[Records for the task]:
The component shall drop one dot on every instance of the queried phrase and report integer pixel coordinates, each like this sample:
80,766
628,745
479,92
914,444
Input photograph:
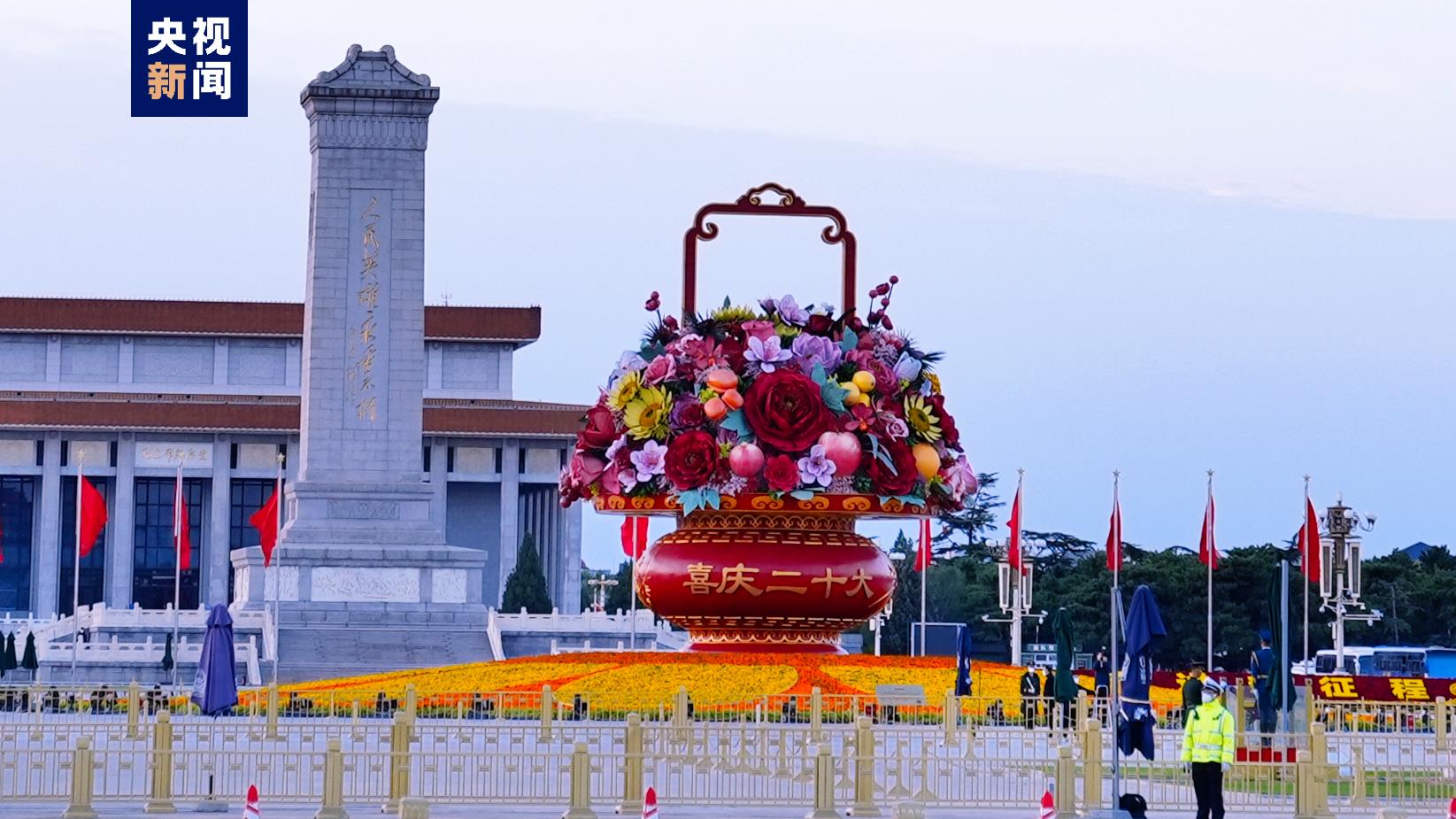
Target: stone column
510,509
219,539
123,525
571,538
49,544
--
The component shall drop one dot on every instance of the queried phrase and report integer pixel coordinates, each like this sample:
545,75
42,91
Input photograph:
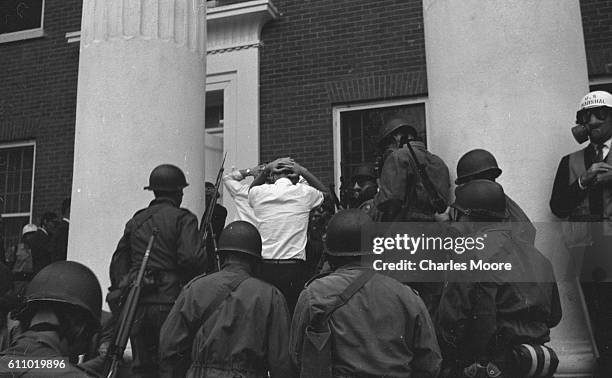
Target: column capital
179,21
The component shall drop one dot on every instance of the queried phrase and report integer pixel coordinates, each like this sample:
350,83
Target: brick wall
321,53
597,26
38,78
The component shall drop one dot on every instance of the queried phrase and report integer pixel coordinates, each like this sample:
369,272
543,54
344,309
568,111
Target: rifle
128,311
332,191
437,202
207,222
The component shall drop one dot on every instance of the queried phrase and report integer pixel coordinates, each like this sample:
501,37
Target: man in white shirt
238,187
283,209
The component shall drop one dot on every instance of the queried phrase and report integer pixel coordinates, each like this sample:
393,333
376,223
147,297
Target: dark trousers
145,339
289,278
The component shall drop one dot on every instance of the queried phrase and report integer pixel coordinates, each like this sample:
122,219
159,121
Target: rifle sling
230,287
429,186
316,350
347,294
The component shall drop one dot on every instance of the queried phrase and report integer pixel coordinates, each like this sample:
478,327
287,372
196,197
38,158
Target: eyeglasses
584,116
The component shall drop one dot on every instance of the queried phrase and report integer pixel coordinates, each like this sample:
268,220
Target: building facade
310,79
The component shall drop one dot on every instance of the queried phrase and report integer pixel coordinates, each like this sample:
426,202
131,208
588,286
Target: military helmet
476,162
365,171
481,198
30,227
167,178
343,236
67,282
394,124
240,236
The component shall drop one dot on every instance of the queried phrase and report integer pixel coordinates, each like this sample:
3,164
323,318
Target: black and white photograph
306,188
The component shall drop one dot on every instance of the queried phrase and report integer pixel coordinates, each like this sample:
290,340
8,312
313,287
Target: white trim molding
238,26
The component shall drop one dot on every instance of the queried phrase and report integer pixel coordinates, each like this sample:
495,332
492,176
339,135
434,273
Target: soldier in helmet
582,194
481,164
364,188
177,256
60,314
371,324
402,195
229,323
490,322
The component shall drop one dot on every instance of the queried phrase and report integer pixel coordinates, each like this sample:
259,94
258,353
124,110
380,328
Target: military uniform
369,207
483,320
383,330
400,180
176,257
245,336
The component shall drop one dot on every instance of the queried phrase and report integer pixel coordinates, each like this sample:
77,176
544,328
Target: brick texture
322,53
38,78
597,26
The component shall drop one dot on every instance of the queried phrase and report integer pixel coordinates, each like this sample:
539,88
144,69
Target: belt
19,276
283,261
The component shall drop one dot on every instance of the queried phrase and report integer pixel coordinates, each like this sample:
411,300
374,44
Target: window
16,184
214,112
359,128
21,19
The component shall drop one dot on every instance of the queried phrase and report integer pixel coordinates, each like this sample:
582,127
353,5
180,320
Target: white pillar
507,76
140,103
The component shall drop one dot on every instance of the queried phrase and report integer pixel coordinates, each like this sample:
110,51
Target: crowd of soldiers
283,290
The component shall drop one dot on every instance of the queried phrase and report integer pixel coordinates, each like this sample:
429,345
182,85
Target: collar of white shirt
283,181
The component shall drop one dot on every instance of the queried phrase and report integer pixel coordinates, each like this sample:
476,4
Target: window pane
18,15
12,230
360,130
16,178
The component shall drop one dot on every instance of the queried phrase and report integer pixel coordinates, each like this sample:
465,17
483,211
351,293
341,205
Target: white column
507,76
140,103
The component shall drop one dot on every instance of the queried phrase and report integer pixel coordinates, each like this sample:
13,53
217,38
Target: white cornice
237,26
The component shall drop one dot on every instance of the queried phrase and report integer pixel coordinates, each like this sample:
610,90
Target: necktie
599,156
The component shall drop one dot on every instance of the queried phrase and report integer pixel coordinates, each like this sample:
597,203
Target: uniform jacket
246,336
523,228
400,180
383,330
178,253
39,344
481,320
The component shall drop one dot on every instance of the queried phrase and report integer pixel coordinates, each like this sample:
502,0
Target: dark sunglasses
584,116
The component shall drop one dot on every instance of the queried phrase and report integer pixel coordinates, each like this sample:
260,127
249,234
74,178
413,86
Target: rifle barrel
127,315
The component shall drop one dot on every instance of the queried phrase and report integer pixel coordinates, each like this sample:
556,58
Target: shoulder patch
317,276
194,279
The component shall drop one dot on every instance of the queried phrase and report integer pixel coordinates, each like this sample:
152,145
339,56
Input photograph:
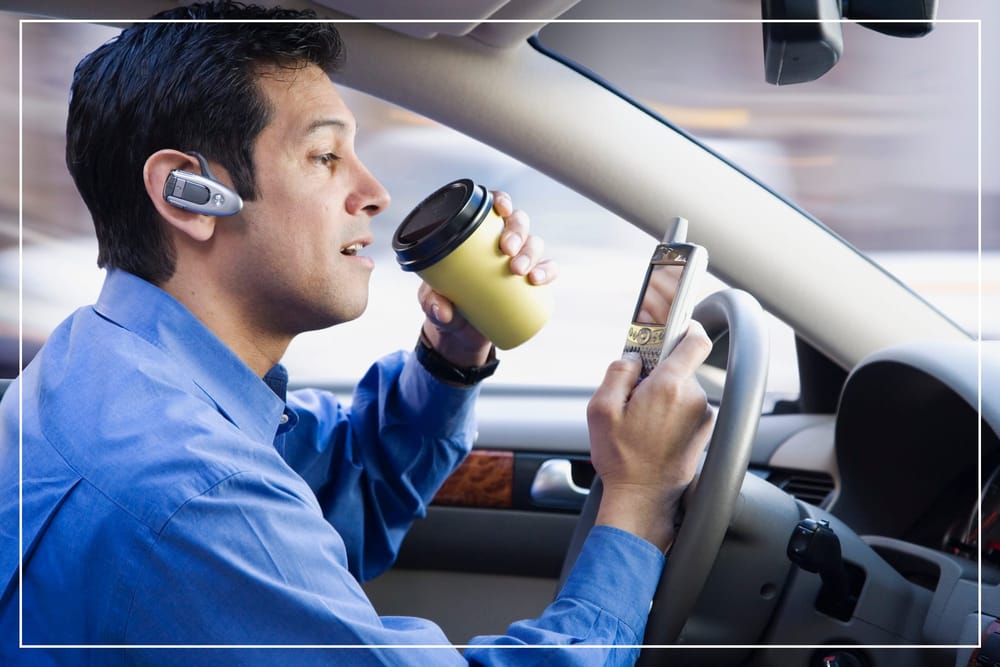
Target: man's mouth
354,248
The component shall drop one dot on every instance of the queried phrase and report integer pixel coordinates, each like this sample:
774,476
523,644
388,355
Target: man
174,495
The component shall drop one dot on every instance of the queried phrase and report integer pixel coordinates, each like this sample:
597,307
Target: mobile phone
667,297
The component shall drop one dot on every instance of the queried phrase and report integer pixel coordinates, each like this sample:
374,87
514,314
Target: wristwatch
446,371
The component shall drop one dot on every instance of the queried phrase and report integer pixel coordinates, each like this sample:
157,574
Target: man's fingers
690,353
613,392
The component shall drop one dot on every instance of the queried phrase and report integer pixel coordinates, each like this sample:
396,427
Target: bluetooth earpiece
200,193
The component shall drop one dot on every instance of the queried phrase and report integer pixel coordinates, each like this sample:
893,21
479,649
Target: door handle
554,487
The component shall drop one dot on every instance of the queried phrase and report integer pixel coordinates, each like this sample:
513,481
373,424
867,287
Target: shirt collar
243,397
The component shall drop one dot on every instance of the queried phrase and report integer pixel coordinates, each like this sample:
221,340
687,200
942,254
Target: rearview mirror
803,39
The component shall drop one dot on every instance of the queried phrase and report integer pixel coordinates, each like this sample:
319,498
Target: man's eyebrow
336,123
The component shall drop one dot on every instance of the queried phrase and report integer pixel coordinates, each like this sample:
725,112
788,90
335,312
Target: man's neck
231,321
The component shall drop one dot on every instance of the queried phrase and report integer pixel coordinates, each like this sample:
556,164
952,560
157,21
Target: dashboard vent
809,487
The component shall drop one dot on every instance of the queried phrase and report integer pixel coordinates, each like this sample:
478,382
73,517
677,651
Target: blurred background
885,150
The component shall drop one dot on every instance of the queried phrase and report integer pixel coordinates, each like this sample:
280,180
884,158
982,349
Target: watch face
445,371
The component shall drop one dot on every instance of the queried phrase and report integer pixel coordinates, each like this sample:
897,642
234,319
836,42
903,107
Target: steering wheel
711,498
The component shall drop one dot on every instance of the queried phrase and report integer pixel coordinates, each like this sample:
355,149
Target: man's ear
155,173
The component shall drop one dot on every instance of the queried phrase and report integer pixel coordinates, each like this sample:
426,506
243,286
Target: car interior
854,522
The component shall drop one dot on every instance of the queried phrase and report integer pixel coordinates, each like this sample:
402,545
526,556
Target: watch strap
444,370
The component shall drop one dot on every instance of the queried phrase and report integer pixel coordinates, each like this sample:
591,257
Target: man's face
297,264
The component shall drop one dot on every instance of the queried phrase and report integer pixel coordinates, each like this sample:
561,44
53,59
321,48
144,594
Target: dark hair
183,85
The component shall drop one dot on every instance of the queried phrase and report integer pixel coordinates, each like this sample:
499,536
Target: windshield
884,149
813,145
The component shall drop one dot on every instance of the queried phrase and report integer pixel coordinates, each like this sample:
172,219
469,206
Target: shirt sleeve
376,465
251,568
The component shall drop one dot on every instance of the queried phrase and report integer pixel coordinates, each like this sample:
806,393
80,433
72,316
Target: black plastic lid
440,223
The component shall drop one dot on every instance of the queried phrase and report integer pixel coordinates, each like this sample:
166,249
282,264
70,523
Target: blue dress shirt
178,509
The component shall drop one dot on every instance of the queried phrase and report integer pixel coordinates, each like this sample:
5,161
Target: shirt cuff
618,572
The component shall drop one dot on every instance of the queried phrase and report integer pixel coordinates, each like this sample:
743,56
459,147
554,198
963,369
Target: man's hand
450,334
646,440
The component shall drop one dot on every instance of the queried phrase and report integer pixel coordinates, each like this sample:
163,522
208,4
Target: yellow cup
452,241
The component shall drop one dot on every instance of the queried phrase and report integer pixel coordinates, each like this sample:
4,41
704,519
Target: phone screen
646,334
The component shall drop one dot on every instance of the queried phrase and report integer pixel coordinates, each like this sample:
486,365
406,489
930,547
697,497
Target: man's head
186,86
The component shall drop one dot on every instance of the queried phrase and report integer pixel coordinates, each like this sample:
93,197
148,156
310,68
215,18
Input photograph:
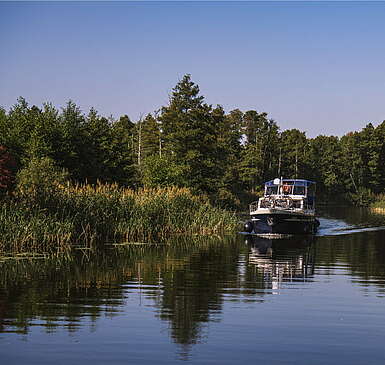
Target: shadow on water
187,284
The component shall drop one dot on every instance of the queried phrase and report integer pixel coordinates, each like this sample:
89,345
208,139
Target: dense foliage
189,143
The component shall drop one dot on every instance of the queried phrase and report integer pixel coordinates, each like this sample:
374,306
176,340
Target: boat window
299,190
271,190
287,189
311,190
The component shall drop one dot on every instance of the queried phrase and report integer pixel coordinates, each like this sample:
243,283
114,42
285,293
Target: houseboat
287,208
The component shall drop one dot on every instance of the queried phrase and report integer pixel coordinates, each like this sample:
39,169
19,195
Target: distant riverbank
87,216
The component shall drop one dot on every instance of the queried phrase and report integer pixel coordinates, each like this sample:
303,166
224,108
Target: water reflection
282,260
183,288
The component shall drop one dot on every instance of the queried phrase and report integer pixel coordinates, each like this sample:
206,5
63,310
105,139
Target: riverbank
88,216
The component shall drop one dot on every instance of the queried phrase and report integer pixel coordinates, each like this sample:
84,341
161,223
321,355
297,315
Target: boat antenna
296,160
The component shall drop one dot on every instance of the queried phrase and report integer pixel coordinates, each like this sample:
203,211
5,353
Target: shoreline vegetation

[Short problem]: Pull out every line of the entries that contains the string "uniform".

[Reply]:
Target: military uniform
Target: uniform jacket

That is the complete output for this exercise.